**Text section**
***
I'm unable to find where (nor how) to configure the ip tables at nor anything else that may be able to be tweaked to help speed things up.

Any Ideas?


Also, here's some more background... When I was hired for this job, no one was able to tell me how things were configured, what settings for each user did what, etc. I was left in the dark. I've read up on standard installs of Linux Mandrake, Apache Server, and Routing how-to's, but nothing seems to match up to the system..... everything's out of place (probably for security) and no one will tell me where they are.

The guy I replaced basically told me to just sweep the floor and deal with the customers and you wont have to worry about anything. Which is fine, but I don't feel that the title 'admin' is fitting too well to my job and I know some users are having difficulties.....and when it breaks, it's up to me to fix it. And with just a few custom scripts I may not be able to.....

Am I just being way over paranoid?
***
**Supplied records**
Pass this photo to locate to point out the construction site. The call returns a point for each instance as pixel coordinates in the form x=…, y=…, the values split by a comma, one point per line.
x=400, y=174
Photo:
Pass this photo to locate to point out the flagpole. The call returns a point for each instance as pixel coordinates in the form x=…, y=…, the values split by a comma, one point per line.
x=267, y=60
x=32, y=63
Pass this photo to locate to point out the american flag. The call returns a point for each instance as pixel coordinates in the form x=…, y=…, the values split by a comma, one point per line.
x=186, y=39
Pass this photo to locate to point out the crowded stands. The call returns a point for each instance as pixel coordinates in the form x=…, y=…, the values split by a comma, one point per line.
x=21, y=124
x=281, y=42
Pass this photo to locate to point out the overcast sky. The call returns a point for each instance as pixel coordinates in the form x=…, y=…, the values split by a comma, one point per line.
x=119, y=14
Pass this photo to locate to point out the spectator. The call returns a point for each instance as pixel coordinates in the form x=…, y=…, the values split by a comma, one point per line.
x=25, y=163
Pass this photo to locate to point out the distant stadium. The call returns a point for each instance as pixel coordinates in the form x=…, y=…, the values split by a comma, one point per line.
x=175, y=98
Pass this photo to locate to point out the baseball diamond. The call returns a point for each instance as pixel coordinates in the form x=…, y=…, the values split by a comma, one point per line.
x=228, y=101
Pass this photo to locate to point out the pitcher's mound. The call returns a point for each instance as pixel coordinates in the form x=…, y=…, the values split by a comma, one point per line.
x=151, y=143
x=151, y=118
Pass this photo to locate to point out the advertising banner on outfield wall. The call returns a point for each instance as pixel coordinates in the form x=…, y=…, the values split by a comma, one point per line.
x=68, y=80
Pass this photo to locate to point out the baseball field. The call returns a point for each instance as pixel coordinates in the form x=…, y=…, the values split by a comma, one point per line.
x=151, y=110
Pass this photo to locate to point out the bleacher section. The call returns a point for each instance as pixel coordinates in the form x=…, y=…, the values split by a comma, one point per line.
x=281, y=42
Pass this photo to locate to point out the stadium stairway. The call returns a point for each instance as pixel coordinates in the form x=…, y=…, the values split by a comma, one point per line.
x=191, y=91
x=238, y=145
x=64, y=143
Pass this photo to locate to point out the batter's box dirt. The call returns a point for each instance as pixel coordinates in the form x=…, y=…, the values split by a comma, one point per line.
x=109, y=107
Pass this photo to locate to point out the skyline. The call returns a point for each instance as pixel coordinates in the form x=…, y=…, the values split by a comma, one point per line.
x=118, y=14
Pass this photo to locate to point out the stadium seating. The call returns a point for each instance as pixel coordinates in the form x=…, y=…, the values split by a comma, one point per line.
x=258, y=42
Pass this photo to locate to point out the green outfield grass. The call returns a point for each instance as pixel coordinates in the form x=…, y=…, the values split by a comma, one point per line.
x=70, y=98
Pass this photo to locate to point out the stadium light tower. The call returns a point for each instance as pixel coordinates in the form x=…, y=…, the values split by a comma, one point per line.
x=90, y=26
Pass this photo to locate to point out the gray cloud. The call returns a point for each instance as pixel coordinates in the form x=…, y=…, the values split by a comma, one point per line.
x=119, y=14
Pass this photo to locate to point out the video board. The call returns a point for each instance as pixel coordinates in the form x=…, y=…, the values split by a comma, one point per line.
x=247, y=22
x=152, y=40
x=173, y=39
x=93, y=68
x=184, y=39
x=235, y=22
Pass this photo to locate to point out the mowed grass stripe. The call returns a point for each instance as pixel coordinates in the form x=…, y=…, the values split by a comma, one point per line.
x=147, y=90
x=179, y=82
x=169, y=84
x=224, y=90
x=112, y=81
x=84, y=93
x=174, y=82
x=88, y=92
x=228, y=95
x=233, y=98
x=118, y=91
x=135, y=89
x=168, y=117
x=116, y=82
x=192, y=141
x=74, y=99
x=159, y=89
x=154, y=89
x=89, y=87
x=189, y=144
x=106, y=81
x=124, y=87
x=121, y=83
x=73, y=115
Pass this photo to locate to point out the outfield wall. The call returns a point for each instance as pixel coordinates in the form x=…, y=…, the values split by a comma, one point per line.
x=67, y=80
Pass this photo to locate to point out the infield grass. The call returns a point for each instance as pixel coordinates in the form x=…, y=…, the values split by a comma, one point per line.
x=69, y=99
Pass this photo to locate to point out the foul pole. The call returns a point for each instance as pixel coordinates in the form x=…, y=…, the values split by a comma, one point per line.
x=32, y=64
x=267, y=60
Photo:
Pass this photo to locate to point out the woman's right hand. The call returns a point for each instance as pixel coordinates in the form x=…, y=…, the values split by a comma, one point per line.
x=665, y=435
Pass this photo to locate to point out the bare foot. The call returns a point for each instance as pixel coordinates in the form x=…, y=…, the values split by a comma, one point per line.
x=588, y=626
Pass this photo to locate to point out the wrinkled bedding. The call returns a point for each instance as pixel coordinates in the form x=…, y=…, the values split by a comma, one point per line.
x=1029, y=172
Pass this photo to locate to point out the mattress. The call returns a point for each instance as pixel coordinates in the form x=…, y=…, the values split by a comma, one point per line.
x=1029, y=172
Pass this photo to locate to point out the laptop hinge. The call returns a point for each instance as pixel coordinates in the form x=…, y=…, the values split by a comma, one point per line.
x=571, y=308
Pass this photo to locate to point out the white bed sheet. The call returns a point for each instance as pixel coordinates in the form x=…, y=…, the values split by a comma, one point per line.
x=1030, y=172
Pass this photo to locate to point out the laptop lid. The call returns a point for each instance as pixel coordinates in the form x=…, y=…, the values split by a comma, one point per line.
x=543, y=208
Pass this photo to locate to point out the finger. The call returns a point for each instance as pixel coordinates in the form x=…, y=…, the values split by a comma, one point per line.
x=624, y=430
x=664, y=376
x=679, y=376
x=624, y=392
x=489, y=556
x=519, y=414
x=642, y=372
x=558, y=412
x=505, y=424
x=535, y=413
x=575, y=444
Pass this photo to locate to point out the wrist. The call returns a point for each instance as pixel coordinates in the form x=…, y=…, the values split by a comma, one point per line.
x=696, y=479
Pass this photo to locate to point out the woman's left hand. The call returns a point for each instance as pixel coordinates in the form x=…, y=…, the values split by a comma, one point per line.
***
**Tasks**
1: Write out the part of the post about the inherited server that opens with the words containing "The guy I replaced" and closes with "be able to.....".
2: In the post about the inherited server, what did the writer read up on while trying to understand the system?

**Responses to the tasks**
1:
The guy I replaced basically told me to just sweep the floor and deal with the customers and you wont have to worry about anything. Which is fine, but I don't feel that the title 'admin' is fitting too well to my job and I know some users are having difficulties.....and when it breaks, it's up to me to fix it. And with just a few custom scripts I may not be able to.....

2: Standard installs of Linux Mandrake, Apache Server, and Routing how-to's.